What is required —
Find the line that contains "[locate] the guardrail". Repeat that line and all lines following it, exactly, through the end of the listing below.
***** Extracted data *****
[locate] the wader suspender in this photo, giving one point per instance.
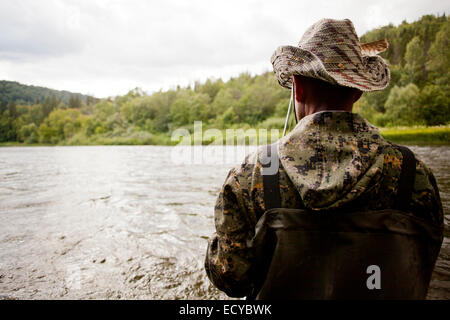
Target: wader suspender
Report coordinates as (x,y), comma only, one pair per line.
(271,186)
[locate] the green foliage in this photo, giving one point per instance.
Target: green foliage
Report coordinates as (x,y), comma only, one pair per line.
(419,61)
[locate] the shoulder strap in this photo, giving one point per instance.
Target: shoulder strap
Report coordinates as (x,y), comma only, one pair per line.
(271,185)
(407,178)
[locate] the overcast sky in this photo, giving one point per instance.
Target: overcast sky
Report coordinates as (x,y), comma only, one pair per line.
(106,48)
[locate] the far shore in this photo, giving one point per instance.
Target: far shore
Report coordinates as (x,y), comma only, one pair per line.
(417,135)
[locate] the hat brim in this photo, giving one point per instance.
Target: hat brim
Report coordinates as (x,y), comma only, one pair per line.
(371,75)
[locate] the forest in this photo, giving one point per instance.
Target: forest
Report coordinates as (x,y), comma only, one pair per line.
(417,97)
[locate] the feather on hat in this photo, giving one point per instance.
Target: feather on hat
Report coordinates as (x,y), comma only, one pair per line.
(330,50)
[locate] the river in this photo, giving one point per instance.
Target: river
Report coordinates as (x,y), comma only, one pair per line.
(127,222)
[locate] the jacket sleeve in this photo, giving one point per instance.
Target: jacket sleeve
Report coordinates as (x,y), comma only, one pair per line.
(228,257)
(425,198)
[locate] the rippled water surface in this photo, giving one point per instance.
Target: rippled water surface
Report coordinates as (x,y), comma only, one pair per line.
(125,222)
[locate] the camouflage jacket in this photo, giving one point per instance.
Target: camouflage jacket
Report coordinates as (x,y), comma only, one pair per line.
(330,160)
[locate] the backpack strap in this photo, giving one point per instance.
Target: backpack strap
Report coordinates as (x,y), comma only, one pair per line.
(271,186)
(407,178)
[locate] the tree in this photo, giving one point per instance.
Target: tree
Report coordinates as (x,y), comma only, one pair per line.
(415,70)
(403,106)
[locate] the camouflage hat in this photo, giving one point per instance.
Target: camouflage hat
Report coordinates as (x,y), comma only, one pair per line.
(330,50)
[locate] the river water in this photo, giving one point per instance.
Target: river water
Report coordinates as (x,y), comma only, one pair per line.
(127,222)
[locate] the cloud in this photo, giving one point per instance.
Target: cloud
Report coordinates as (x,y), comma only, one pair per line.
(108,47)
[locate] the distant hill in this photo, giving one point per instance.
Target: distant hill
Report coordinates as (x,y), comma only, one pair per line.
(12,91)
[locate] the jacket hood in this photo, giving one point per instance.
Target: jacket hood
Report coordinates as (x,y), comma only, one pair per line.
(332,157)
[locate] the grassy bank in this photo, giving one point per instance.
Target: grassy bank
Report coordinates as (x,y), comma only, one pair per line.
(439,135)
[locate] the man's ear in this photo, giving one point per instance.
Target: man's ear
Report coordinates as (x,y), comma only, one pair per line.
(298,89)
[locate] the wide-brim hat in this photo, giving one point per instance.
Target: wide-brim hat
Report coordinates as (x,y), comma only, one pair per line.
(330,50)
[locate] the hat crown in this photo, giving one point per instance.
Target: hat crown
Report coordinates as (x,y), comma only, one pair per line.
(330,50)
(327,36)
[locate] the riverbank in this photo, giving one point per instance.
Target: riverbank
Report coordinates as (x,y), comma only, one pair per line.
(417,135)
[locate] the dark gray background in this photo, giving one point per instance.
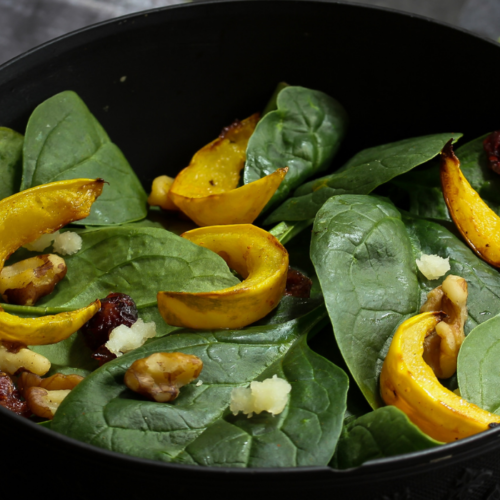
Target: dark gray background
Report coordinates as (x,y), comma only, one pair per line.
(27,23)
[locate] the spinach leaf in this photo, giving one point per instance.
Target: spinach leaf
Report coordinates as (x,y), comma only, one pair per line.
(421,194)
(482,280)
(291,307)
(139,262)
(11,154)
(365,264)
(423,189)
(363,173)
(135,260)
(385,432)
(68,356)
(303,134)
(64,141)
(197,428)
(478,376)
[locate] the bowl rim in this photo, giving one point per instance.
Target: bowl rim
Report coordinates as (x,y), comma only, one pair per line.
(400,465)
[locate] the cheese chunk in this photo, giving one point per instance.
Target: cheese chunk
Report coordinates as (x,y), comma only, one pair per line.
(433,266)
(270,395)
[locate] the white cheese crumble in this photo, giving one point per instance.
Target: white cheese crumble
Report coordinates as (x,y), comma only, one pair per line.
(42,243)
(433,266)
(270,395)
(124,339)
(67,243)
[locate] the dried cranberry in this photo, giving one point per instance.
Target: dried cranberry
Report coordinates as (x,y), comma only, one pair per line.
(298,284)
(10,397)
(102,355)
(116,309)
(492,147)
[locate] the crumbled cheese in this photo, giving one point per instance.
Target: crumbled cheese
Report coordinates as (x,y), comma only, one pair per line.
(124,339)
(270,395)
(433,266)
(67,243)
(42,243)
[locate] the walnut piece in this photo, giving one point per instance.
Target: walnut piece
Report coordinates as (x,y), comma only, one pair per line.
(441,347)
(44,403)
(55,382)
(27,281)
(12,360)
(160,376)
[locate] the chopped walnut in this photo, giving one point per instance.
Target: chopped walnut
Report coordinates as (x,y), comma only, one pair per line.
(56,382)
(160,376)
(10,397)
(44,403)
(441,347)
(14,359)
(27,281)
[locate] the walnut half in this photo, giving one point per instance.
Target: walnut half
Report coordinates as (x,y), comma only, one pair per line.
(160,376)
(26,281)
(441,347)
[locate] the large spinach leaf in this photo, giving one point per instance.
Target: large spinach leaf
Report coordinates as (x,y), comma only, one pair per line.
(11,155)
(420,193)
(385,432)
(482,280)
(478,374)
(363,173)
(64,141)
(68,356)
(424,192)
(197,428)
(135,260)
(366,267)
(303,134)
(291,307)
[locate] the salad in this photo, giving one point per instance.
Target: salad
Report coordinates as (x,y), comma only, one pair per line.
(355,235)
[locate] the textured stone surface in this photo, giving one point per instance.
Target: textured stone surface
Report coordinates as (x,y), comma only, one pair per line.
(27,23)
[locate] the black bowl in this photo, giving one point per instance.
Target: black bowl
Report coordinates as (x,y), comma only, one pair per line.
(191,70)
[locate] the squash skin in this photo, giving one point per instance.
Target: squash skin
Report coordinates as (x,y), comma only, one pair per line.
(23,218)
(408,383)
(207,190)
(477,223)
(257,256)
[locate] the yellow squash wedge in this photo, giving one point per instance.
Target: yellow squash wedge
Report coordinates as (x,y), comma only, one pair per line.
(24,217)
(479,225)
(408,383)
(206,191)
(256,255)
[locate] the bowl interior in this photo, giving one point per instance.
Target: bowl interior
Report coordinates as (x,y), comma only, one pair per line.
(165,82)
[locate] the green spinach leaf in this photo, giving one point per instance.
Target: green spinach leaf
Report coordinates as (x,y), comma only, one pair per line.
(68,356)
(139,262)
(385,432)
(135,260)
(11,155)
(478,375)
(303,134)
(482,280)
(64,141)
(421,194)
(366,267)
(197,428)
(363,173)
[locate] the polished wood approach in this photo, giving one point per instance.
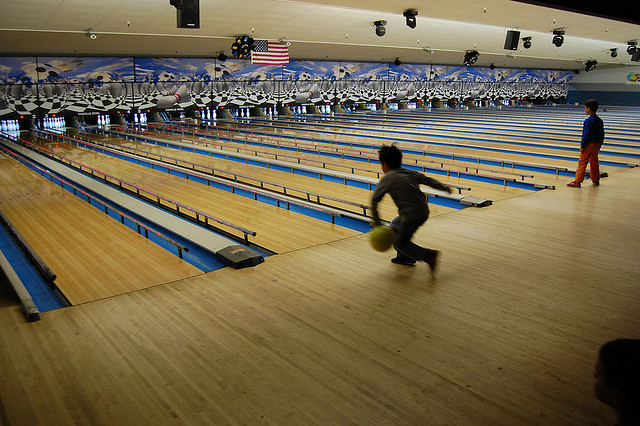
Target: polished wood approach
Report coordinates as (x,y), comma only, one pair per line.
(92,254)
(508,333)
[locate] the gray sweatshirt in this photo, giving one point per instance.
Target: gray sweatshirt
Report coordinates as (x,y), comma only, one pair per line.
(403,185)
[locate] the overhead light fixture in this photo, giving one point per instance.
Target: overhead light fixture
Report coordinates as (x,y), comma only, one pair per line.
(558,37)
(89,33)
(380,29)
(410,14)
(242,47)
(470,57)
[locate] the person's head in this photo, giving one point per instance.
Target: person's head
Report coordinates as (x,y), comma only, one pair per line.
(390,157)
(617,376)
(590,106)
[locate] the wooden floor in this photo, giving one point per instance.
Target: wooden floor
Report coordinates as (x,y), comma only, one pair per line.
(527,292)
(92,255)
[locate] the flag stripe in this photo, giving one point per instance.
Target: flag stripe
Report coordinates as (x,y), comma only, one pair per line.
(274,54)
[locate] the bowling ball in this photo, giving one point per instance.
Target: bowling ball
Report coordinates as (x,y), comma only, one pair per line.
(381,238)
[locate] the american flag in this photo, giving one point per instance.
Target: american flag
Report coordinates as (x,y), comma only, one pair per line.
(269,53)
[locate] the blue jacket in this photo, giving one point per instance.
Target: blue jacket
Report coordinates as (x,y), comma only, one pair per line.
(592,131)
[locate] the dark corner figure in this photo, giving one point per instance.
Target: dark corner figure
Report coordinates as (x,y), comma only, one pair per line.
(592,139)
(617,379)
(403,185)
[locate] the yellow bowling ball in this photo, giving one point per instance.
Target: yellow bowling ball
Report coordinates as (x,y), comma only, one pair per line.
(381,238)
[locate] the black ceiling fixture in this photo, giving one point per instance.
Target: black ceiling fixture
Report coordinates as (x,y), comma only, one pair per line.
(470,57)
(410,14)
(380,29)
(558,37)
(242,47)
(599,9)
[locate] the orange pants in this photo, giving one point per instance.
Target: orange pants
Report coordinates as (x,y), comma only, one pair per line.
(589,155)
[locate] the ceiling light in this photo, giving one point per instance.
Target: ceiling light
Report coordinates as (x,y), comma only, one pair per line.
(558,37)
(380,29)
(470,57)
(89,33)
(410,14)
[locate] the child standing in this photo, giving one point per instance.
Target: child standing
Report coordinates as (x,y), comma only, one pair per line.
(403,185)
(592,139)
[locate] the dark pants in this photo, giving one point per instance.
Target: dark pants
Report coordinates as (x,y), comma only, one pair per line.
(402,233)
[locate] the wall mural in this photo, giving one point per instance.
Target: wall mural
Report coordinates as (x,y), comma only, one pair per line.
(91,85)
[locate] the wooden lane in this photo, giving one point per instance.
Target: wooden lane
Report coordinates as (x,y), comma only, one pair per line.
(278,229)
(487,190)
(335,334)
(452,138)
(93,255)
(529,154)
(337,190)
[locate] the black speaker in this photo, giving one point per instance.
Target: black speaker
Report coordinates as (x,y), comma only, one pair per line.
(511,42)
(189,14)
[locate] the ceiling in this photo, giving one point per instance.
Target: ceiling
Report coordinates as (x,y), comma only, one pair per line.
(332,30)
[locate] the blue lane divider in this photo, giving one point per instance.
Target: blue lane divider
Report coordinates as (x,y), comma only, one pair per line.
(44,298)
(456,145)
(467,138)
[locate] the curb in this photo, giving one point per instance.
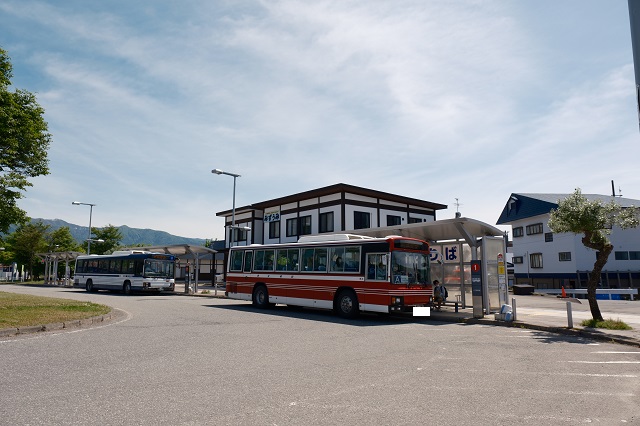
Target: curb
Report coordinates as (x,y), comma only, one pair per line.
(579,332)
(73,324)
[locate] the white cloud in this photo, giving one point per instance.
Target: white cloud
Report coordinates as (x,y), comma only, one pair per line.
(435,100)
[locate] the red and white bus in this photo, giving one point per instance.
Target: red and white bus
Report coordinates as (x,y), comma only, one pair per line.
(344,272)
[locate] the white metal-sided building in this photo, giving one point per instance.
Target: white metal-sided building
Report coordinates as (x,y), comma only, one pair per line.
(551,261)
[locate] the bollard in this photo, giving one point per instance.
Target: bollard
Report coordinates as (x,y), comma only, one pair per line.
(569,315)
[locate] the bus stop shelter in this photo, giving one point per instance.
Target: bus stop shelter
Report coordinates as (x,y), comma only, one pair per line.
(455,244)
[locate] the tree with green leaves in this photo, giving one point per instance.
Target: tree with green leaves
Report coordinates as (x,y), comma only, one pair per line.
(28,240)
(62,240)
(24,140)
(594,220)
(110,236)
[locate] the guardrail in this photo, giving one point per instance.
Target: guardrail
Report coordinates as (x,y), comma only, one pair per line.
(610,292)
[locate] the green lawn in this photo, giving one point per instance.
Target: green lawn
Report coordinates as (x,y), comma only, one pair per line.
(19,310)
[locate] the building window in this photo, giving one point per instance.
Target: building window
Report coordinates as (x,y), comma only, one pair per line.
(534,229)
(622,255)
(305,225)
(564,256)
(292,227)
(361,220)
(238,235)
(393,220)
(274,229)
(326,222)
(535,260)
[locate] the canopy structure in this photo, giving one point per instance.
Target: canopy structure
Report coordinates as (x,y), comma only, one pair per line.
(460,228)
*****
Output for this task —
[locate] the guardrail in this photo, giving one point per instance.
Target: guardrail
Report coordinates as (x,y), comma only, one pair per line.
(610,292)
[locate] the green lawn in this photo, giving one point per instance.
Target: green lawn
Report coordinates as (x,y), comma only, one pair per line.
(19,310)
[locate] the building window in this photo, giving one point per instance.
Target: building window
Report coordinates as (x,y), comma only, one pair per line.
(534,229)
(622,255)
(305,225)
(564,256)
(292,227)
(361,220)
(238,235)
(393,220)
(274,229)
(326,222)
(535,260)
[locate] the canopy structure in this photo, giving one point per instance.
Target: canopy structure
Report coordinates as (x,y), comma only, one pair per line.
(460,228)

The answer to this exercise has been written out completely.